*Problem statement*
Reproduce every line of the data below word for word, with no changes of any kind.

*** Dataset content

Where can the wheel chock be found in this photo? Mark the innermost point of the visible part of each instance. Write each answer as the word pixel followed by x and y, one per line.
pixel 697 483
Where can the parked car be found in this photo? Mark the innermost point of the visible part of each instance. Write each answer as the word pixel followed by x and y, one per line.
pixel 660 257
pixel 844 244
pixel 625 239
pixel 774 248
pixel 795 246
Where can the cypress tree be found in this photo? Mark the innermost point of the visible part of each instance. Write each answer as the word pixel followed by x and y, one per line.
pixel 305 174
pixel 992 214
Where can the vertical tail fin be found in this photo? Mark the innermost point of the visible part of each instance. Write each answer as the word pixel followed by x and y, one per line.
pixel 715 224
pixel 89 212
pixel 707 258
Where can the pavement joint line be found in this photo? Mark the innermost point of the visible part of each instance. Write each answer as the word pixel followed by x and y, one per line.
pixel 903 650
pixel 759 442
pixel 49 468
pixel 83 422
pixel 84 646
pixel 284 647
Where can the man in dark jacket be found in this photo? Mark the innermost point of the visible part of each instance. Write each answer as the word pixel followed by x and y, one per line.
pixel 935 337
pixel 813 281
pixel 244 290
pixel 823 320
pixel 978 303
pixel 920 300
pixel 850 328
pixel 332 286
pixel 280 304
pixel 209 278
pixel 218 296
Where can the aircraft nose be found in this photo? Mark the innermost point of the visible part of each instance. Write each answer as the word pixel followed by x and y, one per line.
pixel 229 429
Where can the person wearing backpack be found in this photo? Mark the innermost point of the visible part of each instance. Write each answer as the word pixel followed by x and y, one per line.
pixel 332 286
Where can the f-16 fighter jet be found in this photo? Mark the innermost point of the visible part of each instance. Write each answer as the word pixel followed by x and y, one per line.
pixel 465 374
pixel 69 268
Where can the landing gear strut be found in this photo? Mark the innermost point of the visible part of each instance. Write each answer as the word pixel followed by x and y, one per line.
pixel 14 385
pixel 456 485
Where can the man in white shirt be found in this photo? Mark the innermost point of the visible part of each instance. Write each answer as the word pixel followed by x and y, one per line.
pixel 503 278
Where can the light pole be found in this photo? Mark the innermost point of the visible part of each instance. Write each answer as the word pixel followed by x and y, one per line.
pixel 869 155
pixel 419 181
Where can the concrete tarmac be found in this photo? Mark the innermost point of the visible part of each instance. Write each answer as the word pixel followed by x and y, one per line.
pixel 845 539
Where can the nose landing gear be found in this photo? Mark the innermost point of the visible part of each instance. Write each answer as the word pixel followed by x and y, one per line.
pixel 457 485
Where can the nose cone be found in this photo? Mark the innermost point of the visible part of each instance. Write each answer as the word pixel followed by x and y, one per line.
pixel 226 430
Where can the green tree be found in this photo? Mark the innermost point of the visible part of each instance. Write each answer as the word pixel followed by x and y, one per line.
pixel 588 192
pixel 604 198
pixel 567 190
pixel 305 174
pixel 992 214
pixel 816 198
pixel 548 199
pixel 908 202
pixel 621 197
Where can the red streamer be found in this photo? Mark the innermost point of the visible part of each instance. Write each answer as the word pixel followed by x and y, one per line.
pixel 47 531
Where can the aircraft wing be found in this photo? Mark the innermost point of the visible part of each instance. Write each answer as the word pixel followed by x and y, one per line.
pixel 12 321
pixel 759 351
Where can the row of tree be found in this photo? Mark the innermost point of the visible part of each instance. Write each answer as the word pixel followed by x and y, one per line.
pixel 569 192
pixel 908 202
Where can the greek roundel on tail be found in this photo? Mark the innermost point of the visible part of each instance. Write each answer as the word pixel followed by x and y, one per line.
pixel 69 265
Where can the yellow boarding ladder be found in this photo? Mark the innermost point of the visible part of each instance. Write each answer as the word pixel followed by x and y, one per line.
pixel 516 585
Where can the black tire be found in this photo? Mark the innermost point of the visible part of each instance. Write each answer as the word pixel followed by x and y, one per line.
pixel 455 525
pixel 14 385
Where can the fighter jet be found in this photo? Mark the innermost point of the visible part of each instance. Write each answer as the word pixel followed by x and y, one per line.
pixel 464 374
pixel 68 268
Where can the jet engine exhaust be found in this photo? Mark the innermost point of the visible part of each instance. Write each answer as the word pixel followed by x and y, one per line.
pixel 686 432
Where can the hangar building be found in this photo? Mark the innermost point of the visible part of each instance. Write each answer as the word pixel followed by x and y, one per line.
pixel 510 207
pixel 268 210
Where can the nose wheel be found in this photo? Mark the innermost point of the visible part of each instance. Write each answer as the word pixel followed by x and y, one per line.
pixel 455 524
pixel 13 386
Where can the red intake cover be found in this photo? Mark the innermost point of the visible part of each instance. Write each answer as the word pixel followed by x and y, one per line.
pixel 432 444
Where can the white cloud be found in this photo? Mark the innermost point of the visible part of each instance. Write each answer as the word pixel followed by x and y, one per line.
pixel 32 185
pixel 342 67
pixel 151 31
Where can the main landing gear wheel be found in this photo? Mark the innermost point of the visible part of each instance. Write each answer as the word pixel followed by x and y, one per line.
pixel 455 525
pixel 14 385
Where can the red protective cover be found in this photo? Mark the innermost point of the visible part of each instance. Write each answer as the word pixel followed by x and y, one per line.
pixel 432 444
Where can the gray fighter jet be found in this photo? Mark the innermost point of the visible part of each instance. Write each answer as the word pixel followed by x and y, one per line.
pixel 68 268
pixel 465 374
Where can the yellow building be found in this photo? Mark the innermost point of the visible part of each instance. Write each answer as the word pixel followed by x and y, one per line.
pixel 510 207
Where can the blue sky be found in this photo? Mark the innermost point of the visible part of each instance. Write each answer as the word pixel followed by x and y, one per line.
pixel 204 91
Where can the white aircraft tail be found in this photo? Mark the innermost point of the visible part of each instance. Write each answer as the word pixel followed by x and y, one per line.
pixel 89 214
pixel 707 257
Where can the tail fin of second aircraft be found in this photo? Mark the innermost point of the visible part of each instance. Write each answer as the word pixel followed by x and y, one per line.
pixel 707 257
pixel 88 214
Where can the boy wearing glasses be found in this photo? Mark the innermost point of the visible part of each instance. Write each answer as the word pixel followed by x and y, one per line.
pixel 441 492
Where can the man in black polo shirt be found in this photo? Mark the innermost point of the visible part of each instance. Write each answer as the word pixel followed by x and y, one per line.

******

*Answer to this exercise*
Where can the wheel chock be found in this photo? Mark the innermost point of the visible part of each instance. Write each answer as the word pixel followed by x and y, one per line.
pixel 697 483
Where can the parked car be found in this photo? Mark the innermost point of the visible part of each instance. Write each answer as the word pixel followed by x and y, one per line.
pixel 660 257
pixel 844 244
pixel 625 239
pixel 774 248
pixel 795 246
Where can the cypress tree be found in this photo? Mark the innermost point of the visible part of each instance. Write each answer as the word pixel followed by x and y, one per line.
pixel 305 174
pixel 992 214
Where can the vertical tail fin be found in this photo? Mark the innermost point of the visible part of each instance. Write each answer as the word pixel followed by x and y, one per line.
pixel 715 224
pixel 89 212
pixel 707 258
Where can the pavement joint line be found in this photo? Mark the innermost point of the visible part of each instance. Write each answer as the word pixel followed by x and y, one per line.
pixel 903 650
pixel 759 442
pixel 49 468
pixel 83 422
pixel 84 646
pixel 284 647
Where can the man in dark jacket be found in this photo? Mark the innermost point of the visible part of each instance. Write each answer as the word pixel followed by x and y, one per line.
pixel 935 337
pixel 813 281
pixel 244 290
pixel 823 320
pixel 978 303
pixel 920 300
pixel 850 328
pixel 332 286
pixel 280 304
pixel 209 278
pixel 218 296
Where can the aircraft nose be found in this photo? Mark the innermost point of the visible part of each instance. Write each answer as the word pixel followed by x and y, one per line.
pixel 229 429
Where can the person wearing backpack be found in this photo? Mark the innermost point of the visible part of each instance. Write each answer as the word pixel followed by x and y, one per line.
pixel 332 286
Where can the f-16 fighter jet be found in this photo? Mark the innermost point of the visible part of each instance. Write each answer as the word pixel followed by x and y, one per line.
pixel 465 374
pixel 69 268
Where can the landing gear strut be found in this photo? Mark the innermost point of the visible part of each instance. Write each answer as the word pixel followed by x and y, one per line.
pixel 14 385
pixel 456 485
Where can the man in white shirt be found in this photo? Mark the innermost point of the visible part of each instance. Write each answer as the word pixel followed by x and y, one per line.
pixel 503 278
Where can the light pole be found in this photo? Mark the innermost point of the visible part of each instance. Write each answer as the word pixel followed by x and y, one per line.
pixel 869 155
pixel 419 181
Where can the concrete tarmac be found in this photo? Mark the innermost point of the visible part of each instance. Write each answer as the word pixel followed by x and y, one per line.
pixel 845 539
Where can the nose landing gear be found in this photo? Mark the innermost point of the visible part of each instance. Write each answer as the word pixel followed by x and y, one per line.
pixel 457 485
Where can the nose cone be found in this photo? Mark the innermost point of the visible part of each instance. Write each answer as the word pixel followed by x and y, one per line.
pixel 226 430
Where can the green tree be found in this photo? Mark the innermost point of the visible part of each instance. Write each answer as the word pixel followed by x and y, one per line.
pixel 588 192
pixel 604 198
pixel 567 190
pixel 305 174
pixel 992 214
pixel 816 198
pixel 548 199
pixel 908 202
pixel 621 197
Where can the red streamer be found in this photo? Mark the innermost point of the visible part of each instance. Write each answer as the word pixel followed by x and y, one per line.
pixel 47 531
Where can the aircraft wing be found in this photo? Mark the innermost point of the visible part of each instance. Write each answer as the word pixel followed by x and y, one per line.
pixel 12 321
pixel 759 351
Where can the row of tree be found in this photo? Mark the innermost point of the visible part of each instance. Write each answer as the word pixel followed by x and y, one per line.
pixel 569 192
pixel 908 202
Where can the greek roundel on tail be found in this photo? Mark the innermost point of the visible part of each instance. Write each answer as the word pixel followed by x and y, one per line.
pixel 69 265
Where can the yellow boarding ladder be found in this photo? Mark the innermost point of the visible part of each instance. Write each answer as the word pixel followed by x and y, one per line.
pixel 516 585
Where can the black tire be found in this photo? Mark the innermost point of the visible part of each instance. Write each answer as the word pixel followed by x and y, one per line.
pixel 455 525
pixel 14 385
Where can the fighter jet be found in this photo? Mark the innermost point of the visible part of each instance. Write each answer as the word pixel followed by x and y, one per line.
pixel 464 374
pixel 68 268
Where can the jet engine exhaust be found in this photo? Mark the innermost point of the visible part of each instance. Write each answer as the word pixel followed by x and y, one per line.
pixel 686 432
Where can the hangar building be found in this photo? Mark the innermost point of the visible part of each instance. Write each answer as the word pixel followed by x and y, one per line.
pixel 510 207
pixel 268 210
Where can the nose wheel be found in this photo? Mark the innermost point of the visible part of each instance. Write each answer as the word pixel followed by x and y, one per line.
pixel 455 524
pixel 13 386
Where can the red intake cover be found in this photo? Mark the innermost point of the visible part of each instance. Write each answer as the word pixel followed by x and y, one per line.
pixel 432 444
Where can the white cloud be found in this photo? Mark the innermost point of the visible part of each instance. Write each answer as the word pixel followed by x and y, one per line.
pixel 32 185
pixel 342 67
pixel 151 31
Where can the main landing gear wheel be found in this photo? Mark the innermost point of the visible part of each instance. Write each answer as the word pixel followed by x and y, one per line.
pixel 455 525
pixel 14 385
Where can the red protective cover be found in this photo? Mark the innermost point of the visible part of each instance. Write each answer as the word pixel followed by x and y, one per line.
pixel 432 444
Where can the gray fighter jet be found in this photo? Mark the innermost point of the visible part of each instance. Write each answer as the word pixel followed by x and y, one per line.
pixel 68 268
pixel 465 374
Where can the yellow building be found in this photo? Mark the innermost point of the visible part of each instance. Write each answer as the word pixel followed by x and y, one per line.
pixel 510 207
Where can the blue sky be found in this photo? Mark the innermost point of the visible part of each instance. Write each answer as the word pixel followed by x and y, one per line.
pixel 204 91
Where can the white aircraft tail be found in this photo? Mark the innermost point of the visible part of each instance. Write each answer as the word pixel followed by x and y, one per line.
pixel 89 214
pixel 707 257
Where can the tail fin of second aircraft be found in this photo? Mark the innermost point of the visible part of each instance. Write each answer as the word pixel followed by x and y, one per line.
pixel 707 257
pixel 88 214
Where can the boy wearing glasses be found in this photo? Mark the innermost point of the visible part of each instance. Write each answer as the word pixel followed by x and y, one per line.
pixel 441 492
Where can the man in black polo shirt be found in this photo? Mark the innermost point of the visible part of each instance. Write each answer as the word pixel followed by x and y, one per line.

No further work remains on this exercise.